> _Information supplied_
▬▬▬▬▬▬

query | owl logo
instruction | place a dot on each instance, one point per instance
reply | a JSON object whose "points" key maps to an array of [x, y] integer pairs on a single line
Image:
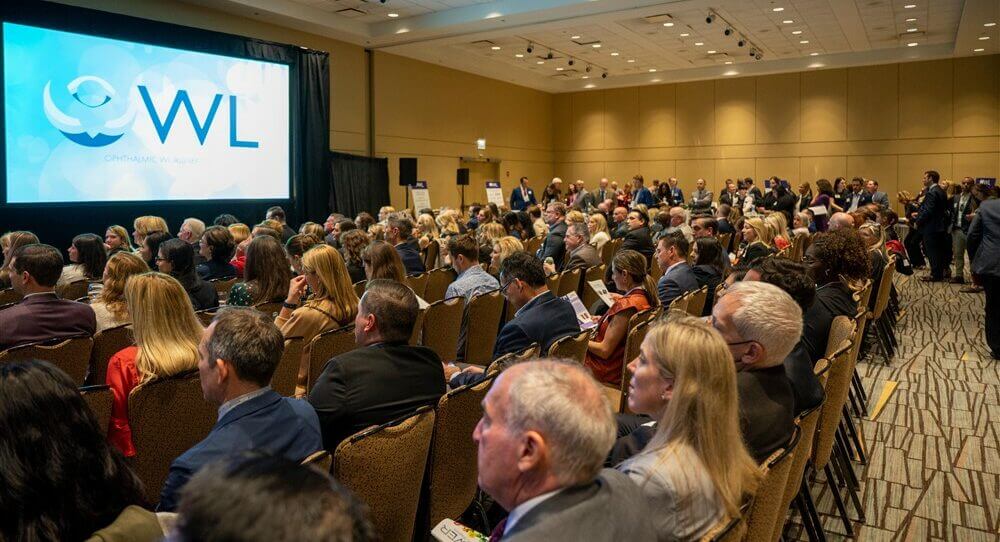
{"points": [[92, 127]]}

▬▬▬▬▬▬

> _Problem statement_
Reproduce every line of the records above, requests included, and shift each point coordinate in the answers by -107, leaving the numbers in the requests and their format samples unchanged. Omit the pictures from your answer.

> _Task solution_
query | owl logo
instruction | place a dot on each instance, one point per instance
reply | a JSON object whose "points" key maps to an array of [x, y] integer pairs on a single line
Image:
{"points": [[-15, 20]]}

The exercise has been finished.